**What you need to do:**
Below are some records; find each line that carries the word "negative" and copy it.

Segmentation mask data
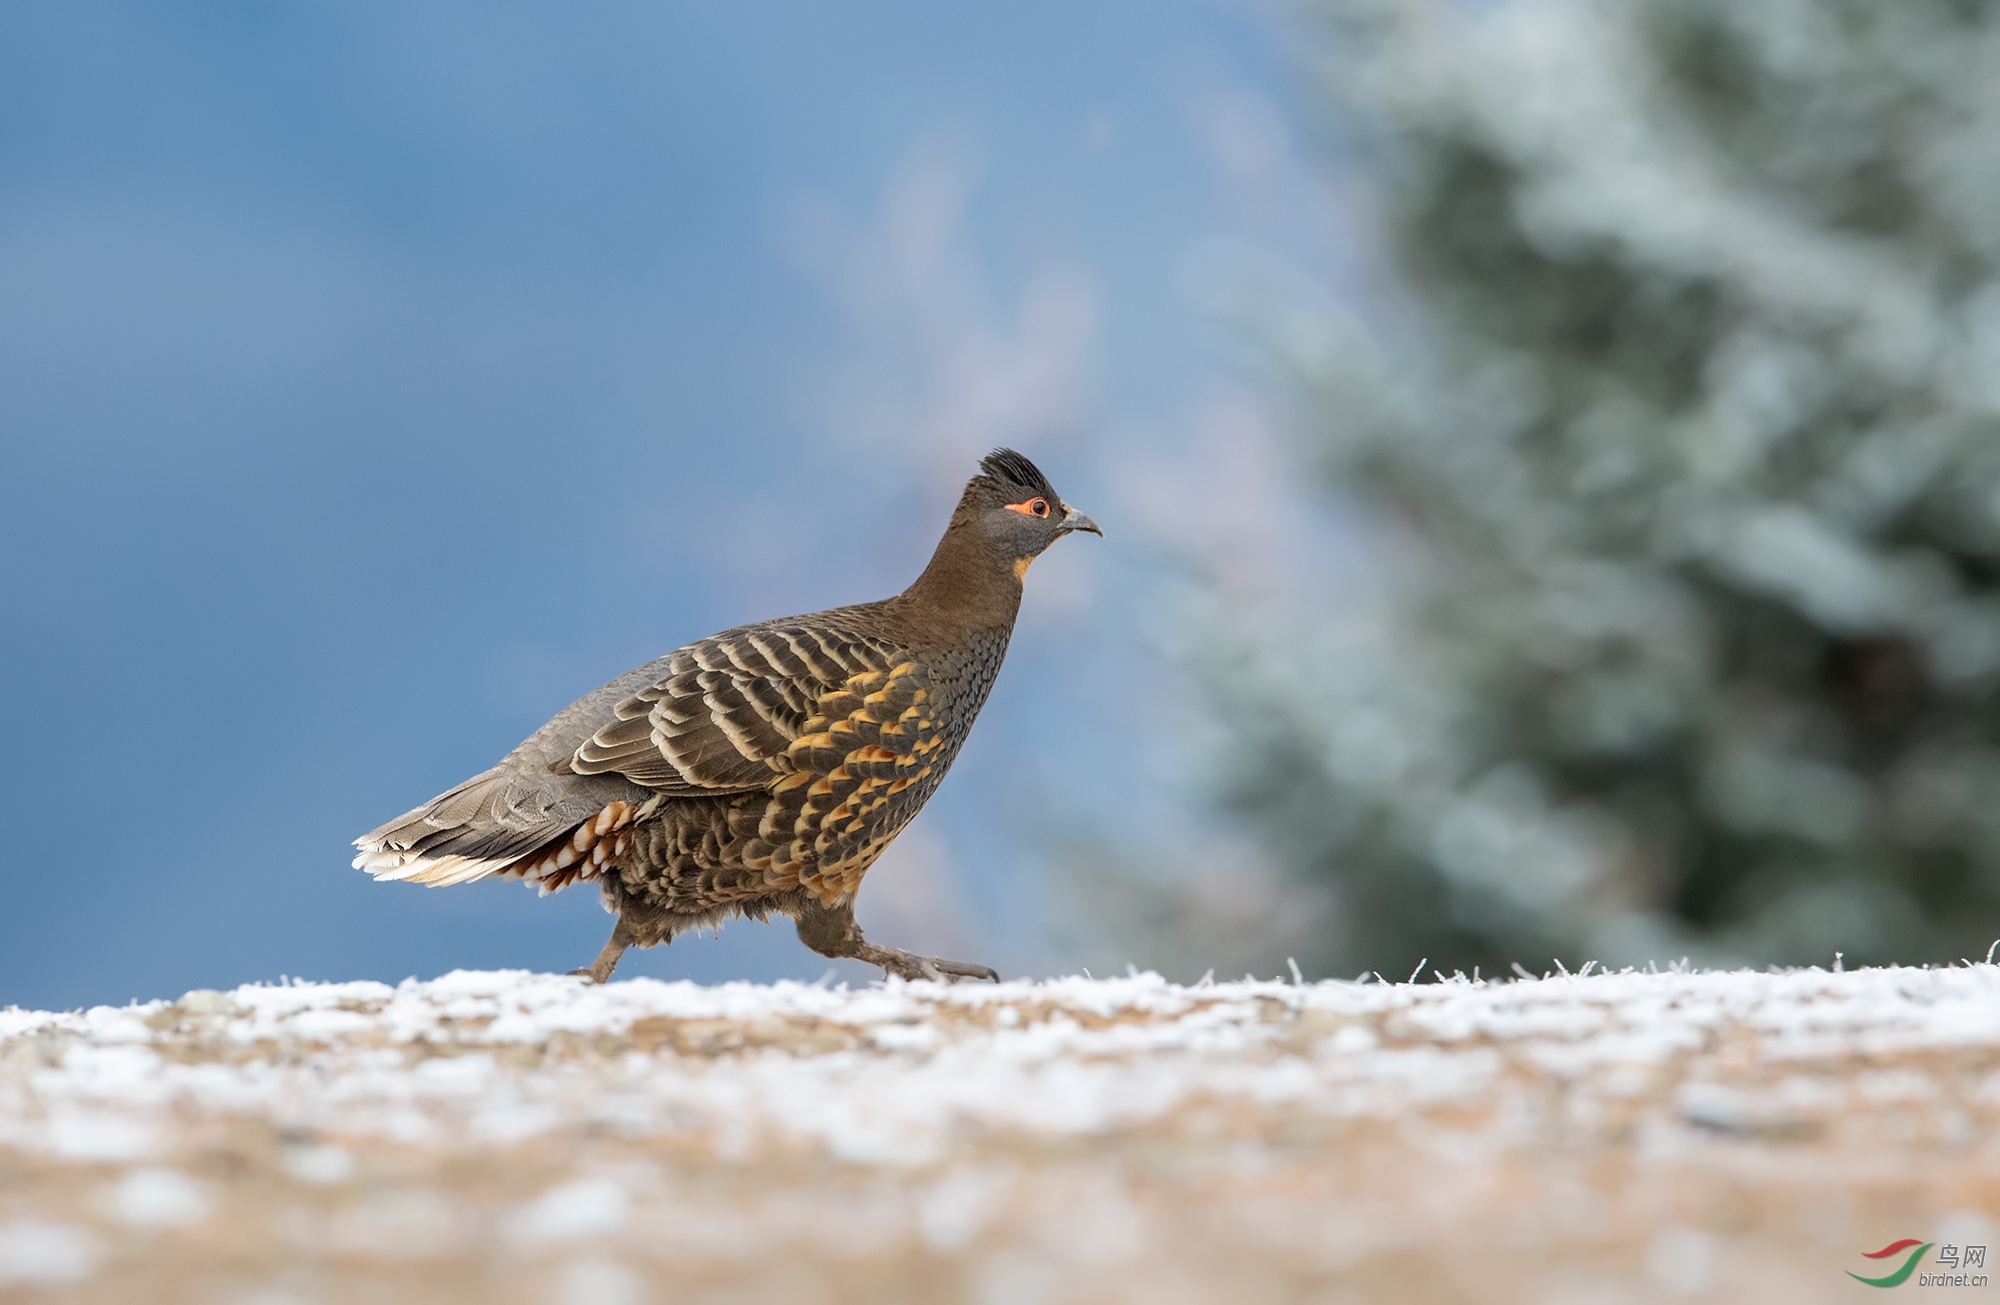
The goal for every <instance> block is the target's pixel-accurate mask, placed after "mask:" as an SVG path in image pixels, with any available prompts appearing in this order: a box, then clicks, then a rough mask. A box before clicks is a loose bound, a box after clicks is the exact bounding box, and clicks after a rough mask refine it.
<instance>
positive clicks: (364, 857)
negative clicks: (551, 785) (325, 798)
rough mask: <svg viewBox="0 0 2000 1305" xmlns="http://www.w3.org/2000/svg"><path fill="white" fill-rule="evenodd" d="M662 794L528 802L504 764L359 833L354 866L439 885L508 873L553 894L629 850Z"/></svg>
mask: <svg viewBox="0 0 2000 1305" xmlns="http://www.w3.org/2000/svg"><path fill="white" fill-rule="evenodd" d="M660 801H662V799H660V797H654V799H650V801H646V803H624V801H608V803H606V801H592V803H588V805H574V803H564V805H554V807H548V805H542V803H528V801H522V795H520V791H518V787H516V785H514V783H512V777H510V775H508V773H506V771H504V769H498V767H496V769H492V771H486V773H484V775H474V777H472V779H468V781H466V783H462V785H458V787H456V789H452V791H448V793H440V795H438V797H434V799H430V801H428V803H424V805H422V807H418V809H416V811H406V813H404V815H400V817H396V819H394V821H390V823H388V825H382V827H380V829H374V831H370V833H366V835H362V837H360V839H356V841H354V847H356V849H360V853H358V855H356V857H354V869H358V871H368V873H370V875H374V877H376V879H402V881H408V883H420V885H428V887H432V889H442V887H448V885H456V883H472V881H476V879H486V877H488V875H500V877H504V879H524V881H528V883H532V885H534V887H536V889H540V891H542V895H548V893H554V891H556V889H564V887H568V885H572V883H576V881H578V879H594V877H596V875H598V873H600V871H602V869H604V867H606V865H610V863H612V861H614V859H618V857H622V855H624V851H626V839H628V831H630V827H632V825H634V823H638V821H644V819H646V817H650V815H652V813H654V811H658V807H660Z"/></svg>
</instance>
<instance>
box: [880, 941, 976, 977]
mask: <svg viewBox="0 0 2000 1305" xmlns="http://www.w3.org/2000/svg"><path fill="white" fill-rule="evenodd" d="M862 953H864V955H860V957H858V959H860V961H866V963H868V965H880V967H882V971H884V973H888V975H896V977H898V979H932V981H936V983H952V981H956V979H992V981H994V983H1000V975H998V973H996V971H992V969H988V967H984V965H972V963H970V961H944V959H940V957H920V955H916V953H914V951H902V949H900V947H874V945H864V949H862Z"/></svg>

--

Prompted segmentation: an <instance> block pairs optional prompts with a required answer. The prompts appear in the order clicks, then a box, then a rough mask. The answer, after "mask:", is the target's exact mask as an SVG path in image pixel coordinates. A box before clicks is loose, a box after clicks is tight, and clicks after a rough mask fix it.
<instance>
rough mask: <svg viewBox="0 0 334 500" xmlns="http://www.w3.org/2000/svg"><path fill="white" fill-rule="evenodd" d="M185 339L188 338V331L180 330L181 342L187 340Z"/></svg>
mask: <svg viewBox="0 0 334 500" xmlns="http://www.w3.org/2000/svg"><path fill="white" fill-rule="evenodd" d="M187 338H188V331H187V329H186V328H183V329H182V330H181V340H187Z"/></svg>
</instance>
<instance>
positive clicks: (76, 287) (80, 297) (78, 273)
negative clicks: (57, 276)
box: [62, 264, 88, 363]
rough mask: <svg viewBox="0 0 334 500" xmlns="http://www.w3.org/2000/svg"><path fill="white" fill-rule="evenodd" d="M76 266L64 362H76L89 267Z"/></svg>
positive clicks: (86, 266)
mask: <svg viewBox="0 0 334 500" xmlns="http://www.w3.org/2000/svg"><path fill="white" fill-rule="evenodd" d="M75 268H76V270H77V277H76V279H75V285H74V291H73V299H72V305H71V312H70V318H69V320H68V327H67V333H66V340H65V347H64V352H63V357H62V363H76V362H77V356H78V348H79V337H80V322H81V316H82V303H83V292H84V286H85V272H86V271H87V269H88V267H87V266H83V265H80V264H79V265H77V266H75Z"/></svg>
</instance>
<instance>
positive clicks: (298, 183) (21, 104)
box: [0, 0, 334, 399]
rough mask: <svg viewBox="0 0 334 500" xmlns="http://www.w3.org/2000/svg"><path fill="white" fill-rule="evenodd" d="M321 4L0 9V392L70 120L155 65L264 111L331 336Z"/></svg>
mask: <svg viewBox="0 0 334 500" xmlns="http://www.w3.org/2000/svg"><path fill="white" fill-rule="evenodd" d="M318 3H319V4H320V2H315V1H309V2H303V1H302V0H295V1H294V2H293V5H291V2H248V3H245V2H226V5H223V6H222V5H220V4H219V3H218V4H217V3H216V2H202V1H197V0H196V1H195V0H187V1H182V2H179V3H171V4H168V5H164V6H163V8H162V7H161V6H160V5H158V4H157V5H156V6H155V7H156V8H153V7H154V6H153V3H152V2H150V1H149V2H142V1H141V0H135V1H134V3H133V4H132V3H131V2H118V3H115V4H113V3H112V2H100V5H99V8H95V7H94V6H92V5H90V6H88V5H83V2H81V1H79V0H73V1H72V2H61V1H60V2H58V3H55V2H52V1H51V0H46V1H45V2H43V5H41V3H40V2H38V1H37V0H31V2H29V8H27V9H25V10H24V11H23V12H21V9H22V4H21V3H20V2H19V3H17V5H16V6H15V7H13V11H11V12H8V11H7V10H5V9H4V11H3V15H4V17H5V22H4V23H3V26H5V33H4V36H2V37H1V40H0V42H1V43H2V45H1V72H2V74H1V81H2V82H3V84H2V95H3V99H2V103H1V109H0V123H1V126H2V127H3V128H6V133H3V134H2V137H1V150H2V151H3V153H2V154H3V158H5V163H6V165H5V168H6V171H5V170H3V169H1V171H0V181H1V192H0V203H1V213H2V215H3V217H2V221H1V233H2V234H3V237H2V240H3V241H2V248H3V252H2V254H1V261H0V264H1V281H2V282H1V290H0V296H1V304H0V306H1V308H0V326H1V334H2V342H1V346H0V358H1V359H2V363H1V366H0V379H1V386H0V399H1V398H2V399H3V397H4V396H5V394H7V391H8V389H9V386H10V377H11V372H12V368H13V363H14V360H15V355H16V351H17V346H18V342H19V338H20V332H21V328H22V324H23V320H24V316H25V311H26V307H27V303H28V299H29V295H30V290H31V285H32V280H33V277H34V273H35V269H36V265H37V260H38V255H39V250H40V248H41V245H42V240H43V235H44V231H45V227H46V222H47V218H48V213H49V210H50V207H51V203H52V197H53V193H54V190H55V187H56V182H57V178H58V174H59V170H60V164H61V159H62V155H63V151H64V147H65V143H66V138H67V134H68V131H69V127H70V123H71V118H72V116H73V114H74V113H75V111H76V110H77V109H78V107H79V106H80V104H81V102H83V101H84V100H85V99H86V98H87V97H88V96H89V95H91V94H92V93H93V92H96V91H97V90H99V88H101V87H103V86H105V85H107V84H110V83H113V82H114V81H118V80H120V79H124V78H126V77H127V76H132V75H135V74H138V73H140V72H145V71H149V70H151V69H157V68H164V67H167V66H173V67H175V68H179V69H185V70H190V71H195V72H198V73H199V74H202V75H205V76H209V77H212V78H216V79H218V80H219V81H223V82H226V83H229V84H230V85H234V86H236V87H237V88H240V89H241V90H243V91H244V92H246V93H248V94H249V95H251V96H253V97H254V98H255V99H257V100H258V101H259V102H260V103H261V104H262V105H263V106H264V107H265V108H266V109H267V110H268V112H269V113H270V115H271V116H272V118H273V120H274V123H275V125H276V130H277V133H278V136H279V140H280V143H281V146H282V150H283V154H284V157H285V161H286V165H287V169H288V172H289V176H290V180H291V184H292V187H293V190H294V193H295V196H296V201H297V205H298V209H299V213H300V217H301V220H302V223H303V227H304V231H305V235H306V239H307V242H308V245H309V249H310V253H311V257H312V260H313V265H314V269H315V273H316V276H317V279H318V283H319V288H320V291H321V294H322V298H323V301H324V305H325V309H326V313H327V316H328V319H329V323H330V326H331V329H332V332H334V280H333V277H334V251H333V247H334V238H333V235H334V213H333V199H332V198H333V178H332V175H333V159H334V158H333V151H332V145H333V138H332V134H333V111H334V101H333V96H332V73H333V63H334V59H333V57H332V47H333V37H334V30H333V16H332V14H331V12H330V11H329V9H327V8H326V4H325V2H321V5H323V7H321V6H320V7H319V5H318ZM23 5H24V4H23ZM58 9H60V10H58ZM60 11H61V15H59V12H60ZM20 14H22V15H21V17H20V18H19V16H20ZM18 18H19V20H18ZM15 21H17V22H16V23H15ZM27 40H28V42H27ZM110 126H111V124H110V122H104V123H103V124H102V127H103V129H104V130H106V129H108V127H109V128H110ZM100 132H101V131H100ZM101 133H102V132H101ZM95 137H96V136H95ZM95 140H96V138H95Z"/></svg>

**Exercise answer:**
negative clicks: (551, 785) (325, 798)
negative clicks: (57, 276)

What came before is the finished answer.